---------- Data supplied ----------

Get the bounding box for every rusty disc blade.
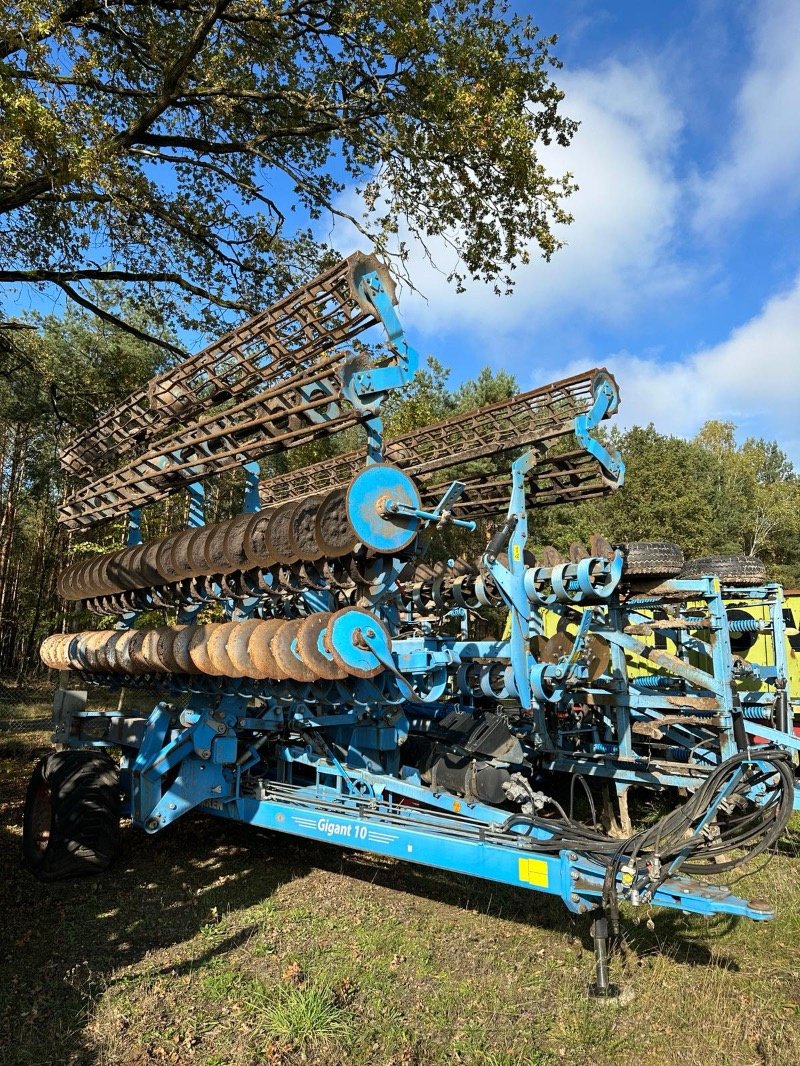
[105,548,136,594]
[170,530,198,581]
[289,495,325,561]
[172,626,202,674]
[206,621,241,677]
[138,629,163,672]
[271,618,317,682]
[539,545,564,568]
[56,568,71,601]
[584,634,611,681]
[188,625,218,675]
[539,630,610,683]
[60,633,81,670]
[79,558,102,598]
[539,631,572,664]
[65,558,92,600]
[69,562,91,600]
[223,512,256,571]
[226,619,264,678]
[79,558,100,598]
[296,613,346,680]
[55,633,76,669]
[83,631,109,671]
[124,544,150,590]
[152,626,184,672]
[81,558,104,601]
[315,488,357,558]
[569,542,590,563]
[248,619,286,678]
[243,510,276,568]
[91,631,113,672]
[184,526,216,578]
[139,538,165,587]
[39,634,61,669]
[77,626,99,669]
[127,630,152,673]
[137,628,169,672]
[268,500,303,565]
[204,521,232,575]
[94,555,117,597]
[155,532,184,584]
[111,630,138,673]
[102,631,127,672]
[589,532,616,560]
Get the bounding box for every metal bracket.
[573,372,625,486]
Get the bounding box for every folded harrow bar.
[59,253,390,481]
[422,449,615,520]
[59,253,410,531]
[259,370,616,507]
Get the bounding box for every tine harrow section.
[260,369,606,507]
[59,355,358,532]
[59,253,388,481]
[422,450,616,520]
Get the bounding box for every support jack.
[587,910,621,1001]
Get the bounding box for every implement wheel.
[680,554,767,586]
[22,750,120,882]
[622,541,684,578]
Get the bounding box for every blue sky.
[327,0,800,465]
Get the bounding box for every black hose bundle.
[502,747,794,925]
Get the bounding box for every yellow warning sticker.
[518,857,549,888]
[512,544,521,561]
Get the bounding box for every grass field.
[1,682,799,1066]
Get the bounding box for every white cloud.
[694,0,800,228]
[594,272,800,462]
[328,59,684,343]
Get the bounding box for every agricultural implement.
[26,252,797,996]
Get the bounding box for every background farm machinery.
[25,252,797,996]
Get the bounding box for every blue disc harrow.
[28,252,797,996]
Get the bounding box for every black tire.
[22,750,120,882]
[622,541,684,578]
[679,554,767,586]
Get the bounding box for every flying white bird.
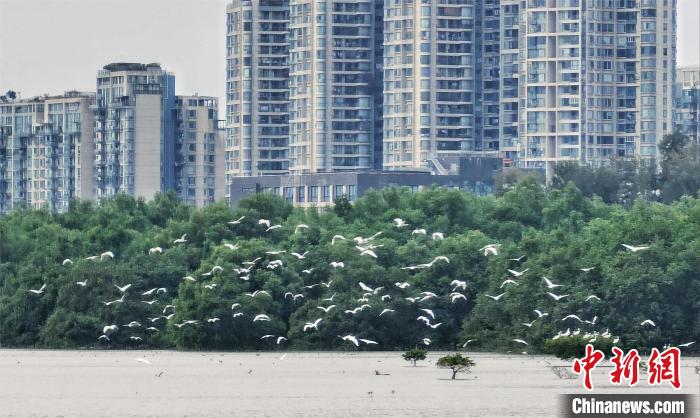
[142,288,158,297]
[157,288,166,295]
[412,228,427,235]
[233,312,244,318]
[381,295,391,301]
[345,307,364,315]
[266,225,282,232]
[405,297,420,303]
[173,234,187,244]
[266,250,286,255]
[584,316,598,325]
[123,321,141,328]
[580,267,595,272]
[231,303,241,310]
[258,219,271,228]
[622,244,649,252]
[98,335,110,341]
[100,251,115,261]
[103,295,126,306]
[103,325,118,334]
[114,283,131,293]
[183,276,196,282]
[302,268,314,274]
[422,256,449,267]
[500,279,519,288]
[242,258,261,266]
[148,247,163,254]
[294,224,309,233]
[507,268,529,277]
[339,335,359,346]
[547,292,569,301]
[329,261,344,269]
[420,309,435,320]
[76,280,88,287]
[427,322,442,329]
[62,259,73,266]
[393,218,409,228]
[203,284,217,290]
[267,260,284,269]
[360,249,378,258]
[142,300,157,305]
[228,216,245,225]
[359,339,378,345]
[543,277,563,289]
[640,319,656,327]
[462,339,477,348]
[85,255,99,261]
[174,320,198,328]
[485,293,506,301]
[451,280,467,291]
[202,265,224,276]
[162,305,175,314]
[317,305,336,313]
[303,318,323,332]
[432,232,444,240]
[379,309,395,317]
[534,309,549,318]
[130,336,143,341]
[253,314,271,322]
[359,282,375,293]
[451,293,467,303]
[479,244,501,256]
[422,338,431,346]
[416,316,431,325]
[207,318,220,323]
[508,255,526,262]
[562,315,583,323]
[678,341,695,348]
[146,327,159,332]
[331,235,346,245]
[513,339,529,346]
[522,320,537,328]
[322,293,336,301]
[245,290,270,298]
[277,337,287,345]
[224,243,240,250]
[290,251,309,260]
[395,282,410,289]
[585,295,601,302]
[260,335,275,340]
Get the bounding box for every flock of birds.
[27,216,695,353]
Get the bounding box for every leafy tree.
[333,194,353,219]
[544,336,617,360]
[436,353,475,380]
[402,348,428,366]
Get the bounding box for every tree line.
[0,176,698,352]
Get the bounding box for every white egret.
[547,292,569,301]
[339,335,359,346]
[76,280,88,287]
[585,295,601,302]
[507,268,529,277]
[395,282,410,289]
[543,277,563,289]
[331,235,346,245]
[562,315,583,323]
[290,251,309,260]
[485,293,506,301]
[114,283,131,293]
[412,228,427,235]
[277,337,287,344]
[451,293,467,303]
[62,259,73,266]
[379,309,395,317]
[253,314,271,322]
[103,325,118,334]
[513,339,529,346]
[329,261,344,268]
[142,288,157,297]
[479,244,501,256]
[303,318,322,331]
[393,218,409,228]
[148,247,163,255]
[100,251,115,261]
[228,216,245,225]
[534,309,549,318]
[294,224,309,233]
[173,234,187,244]
[508,255,526,262]
[500,279,519,288]
[622,244,649,252]
[432,232,444,240]
[224,243,240,250]
[258,219,271,228]
[317,305,336,313]
[359,339,378,345]
[640,319,656,327]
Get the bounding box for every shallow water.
[0,350,697,417]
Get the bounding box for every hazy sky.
[1,0,699,109]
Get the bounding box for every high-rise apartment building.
[675,66,699,143]
[93,63,176,201]
[173,95,226,207]
[382,1,475,170]
[0,92,95,214]
[517,0,676,176]
[287,0,383,173]
[226,0,290,182]
[499,0,521,166]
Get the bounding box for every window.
[296,186,305,203]
[309,186,318,202]
[321,185,330,202]
[284,187,293,203]
[334,185,344,199]
[348,185,357,201]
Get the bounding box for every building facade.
[93,62,176,201]
[0,92,95,214]
[517,0,676,176]
[226,0,290,181]
[675,66,699,143]
[173,95,226,207]
[382,1,476,170]
[287,0,383,174]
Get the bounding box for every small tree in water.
[437,353,475,380]
[402,348,427,366]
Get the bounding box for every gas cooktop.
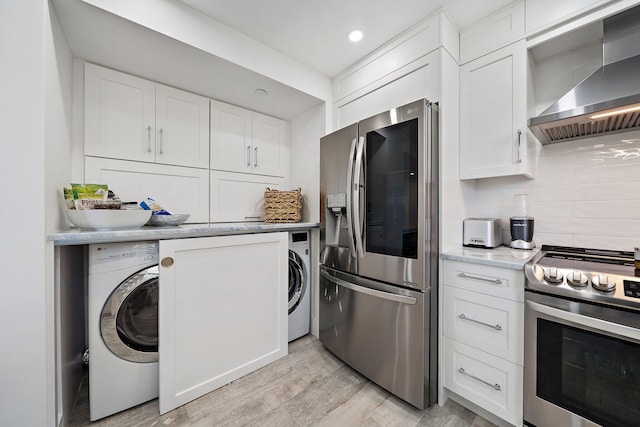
[524,245,640,311]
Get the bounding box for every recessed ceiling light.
[348,30,363,43]
[255,88,267,96]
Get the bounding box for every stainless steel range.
[523,246,640,427]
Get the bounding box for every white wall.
[0,1,49,426]
[464,130,640,250]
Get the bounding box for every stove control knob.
[567,270,588,287]
[592,273,616,292]
[543,267,563,284]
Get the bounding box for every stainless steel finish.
[355,99,438,291]
[159,128,164,154]
[147,125,152,153]
[246,146,251,166]
[457,367,501,391]
[100,265,159,363]
[524,247,640,311]
[524,290,640,427]
[458,272,502,285]
[352,136,365,258]
[321,268,417,304]
[254,146,258,167]
[509,239,536,250]
[320,123,358,274]
[462,218,502,248]
[319,99,439,410]
[516,129,522,163]
[458,313,502,331]
[529,5,640,144]
[319,266,430,409]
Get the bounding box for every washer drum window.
[288,250,307,314]
[100,265,159,363]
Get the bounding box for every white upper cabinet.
[526,0,615,35]
[85,63,210,169]
[85,63,156,163]
[460,40,532,180]
[155,84,210,169]
[210,100,287,177]
[460,1,525,64]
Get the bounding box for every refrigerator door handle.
[352,136,365,258]
[320,269,417,305]
[346,137,358,259]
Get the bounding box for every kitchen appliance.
[463,218,502,248]
[510,194,535,250]
[319,99,438,409]
[288,231,311,342]
[524,245,640,427]
[529,5,640,144]
[88,241,159,421]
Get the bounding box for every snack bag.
[140,197,171,215]
[71,183,109,210]
[63,187,75,209]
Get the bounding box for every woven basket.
[264,187,302,223]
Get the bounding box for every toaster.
[463,218,502,248]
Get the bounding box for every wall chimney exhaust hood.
[529,5,640,145]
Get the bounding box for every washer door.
[100,265,159,363]
[288,250,307,314]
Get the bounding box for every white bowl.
[146,213,190,226]
[66,209,152,230]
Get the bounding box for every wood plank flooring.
[69,335,496,426]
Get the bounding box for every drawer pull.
[458,367,501,391]
[458,272,502,285]
[458,314,502,331]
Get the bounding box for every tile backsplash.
[464,129,640,251]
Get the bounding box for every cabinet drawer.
[444,338,523,426]
[443,260,524,301]
[444,287,523,364]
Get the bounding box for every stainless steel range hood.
[529,5,640,145]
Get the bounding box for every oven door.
[524,291,640,427]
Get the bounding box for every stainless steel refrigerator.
[319,99,438,409]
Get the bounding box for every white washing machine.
[288,231,311,342]
[88,241,159,421]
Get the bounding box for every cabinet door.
[156,84,210,169]
[210,171,285,222]
[84,156,210,223]
[460,40,528,180]
[252,112,287,177]
[84,63,156,162]
[210,100,252,173]
[158,233,288,414]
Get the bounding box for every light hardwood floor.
[69,335,496,426]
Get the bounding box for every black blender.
[510,194,535,250]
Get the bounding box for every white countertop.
[48,222,319,246]
[441,245,540,270]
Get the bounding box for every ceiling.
[176,0,515,77]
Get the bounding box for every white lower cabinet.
[157,233,288,414]
[210,170,284,222]
[84,156,209,223]
[443,260,524,427]
[444,339,523,426]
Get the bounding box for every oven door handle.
[527,300,640,342]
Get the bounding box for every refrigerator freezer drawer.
[318,267,434,409]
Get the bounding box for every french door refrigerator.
[319,99,439,409]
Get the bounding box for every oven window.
[365,118,418,259]
[537,318,640,427]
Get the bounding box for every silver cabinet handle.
[458,368,501,391]
[244,216,261,219]
[516,129,522,164]
[247,146,251,167]
[254,146,258,167]
[147,126,152,153]
[159,128,164,155]
[458,272,502,285]
[458,314,502,331]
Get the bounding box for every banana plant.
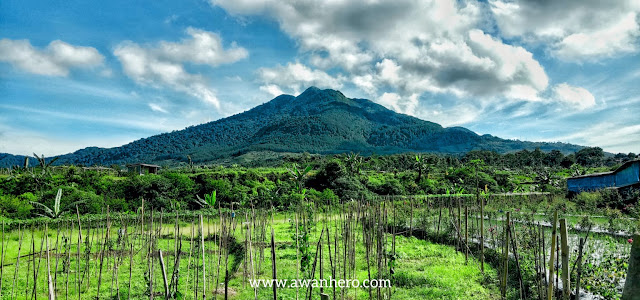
[33,153,60,176]
[195,190,216,208]
[343,152,363,175]
[287,163,312,193]
[30,188,84,219]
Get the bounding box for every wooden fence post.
[559,219,570,300]
[575,238,585,300]
[622,234,640,300]
[159,250,169,299]
[480,193,485,273]
[465,206,469,263]
[501,211,510,298]
[547,211,558,300]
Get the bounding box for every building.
[127,163,160,175]
[567,160,640,193]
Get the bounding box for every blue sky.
[1,0,639,155]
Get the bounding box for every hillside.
[0,87,583,167]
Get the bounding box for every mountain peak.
[297,86,351,105]
[0,87,585,167]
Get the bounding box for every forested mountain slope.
[0,87,582,167]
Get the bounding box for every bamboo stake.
[575,238,585,300]
[128,244,133,300]
[75,205,82,300]
[271,212,277,300]
[53,222,61,293]
[0,220,4,298]
[246,212,257,300]
[11,225,24,300]
[480,193,485,273]
[65,221,71,300]
[554,236,560,294]
[547,211,558,300]
[26,224,33,299]
[409,197,414,236]
[46,224,55,300]
[200,214,206,299]
[457,198,461,251]
[559,219,570,300]
[465,205,469,263]
[185,220,194,299]
[510,223,524,300]
[295,210,300,300]
[159,250,169,298]
[501,212,510,298]
[34,224,46,300]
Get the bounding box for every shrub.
[574,191,601,211]
[0,192,34,219]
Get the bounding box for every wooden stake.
[46,223,55,300]
[480,193,485,273]
[199,214,206,299]
[128,244,133,300]
[159,250,169,298]
[559,219,570,300]
[465,205,469,263]
[270,213,277,300]
[0,220,4,298]
[501,212,510,298]
[575,238,585,300]
[547,211,558,300]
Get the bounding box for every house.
[127,163,160,175]
[567,160,640,193]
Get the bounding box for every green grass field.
[0,212,499,299]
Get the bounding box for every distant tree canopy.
[576,147,605,167]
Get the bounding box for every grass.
[0,212,499,300]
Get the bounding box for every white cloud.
[148,103,168,114]
[553,83,596,110]
[213,0,551,106]
[0,39,104,76]
[157,27,248,66]
[114,27,248,109]
[554,13,640,61]
[0,126,137,156]
[376,92,420,116]
[490,0,640,61]
[557,122,640,153]
[256,62,344,96]
[259,84,285,97]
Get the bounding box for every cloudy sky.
[1,0,639,155]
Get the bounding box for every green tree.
[576,147,604,167]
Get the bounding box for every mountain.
[0,87,583,167]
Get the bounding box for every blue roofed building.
[567,160,640,193]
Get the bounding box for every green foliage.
[30,188,85,219]
[581,236,628,299]
[0,192,34,219]
[195,190,217,208]
[576,147,605,167]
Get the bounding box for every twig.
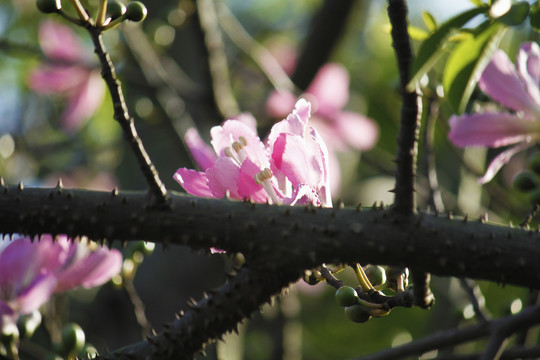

----------

Exercise prompt: From the line that contains "Get the bounding box for every wooden stake." down to the final line of the entries above, please copy each line exactly, excluding pictures.

Solution to the exercise:
Get the bounding box for every wooden stake.
[46,223,55,300]
[480,193,485,273]
[199,214,206,299]
[128,244,133,300]
[159,250,169,298]
[559,219,570,300]
[465,205,469,263]
[270,213,277,300]
[0,220,4,298]
[501,212,510,298]
[575,238,585,300]
[547,211,558,300]
Get the bounding box for every house.
[127,163,160,175]
[567,160,640,193]
Get the bounding box for every green grass field.
[0,212,499,299]
Get the bounding box for every distant tree canopy.
[576,147,605,167]
Get the bounding box for every grass.
[0,212,499,300]
Get the bounding box for every white cloud.
[148,103,168,114]
[553,83,596,110]
[213,0,551,106]
[0,39,104,76]
[157,27,248,66]
[114,27,248,109]
[554,13,640,61]
[0,126,137,156]
[376,92,420,116]
[490,0,640,61]
[557,122,640,153]
[256,62,344,96]
[259,84,285,97]
Get the bounding box for every cloudy sky.
[1,0,639,155]
Get the bounding box for every green tree.
[576,147,604,167]
Get the bounding box for every mountain.
[0,87,583,167]
Get the bounding box for every blue roofed building.
[567,160,640,193]
Get the bounding box for every green foliage.
[30,188,85,219]
[581,236,628,299]
[0,192,34,219]
[195,190,217,208]
[576,147,605,167]
Get the bounding box for every twig.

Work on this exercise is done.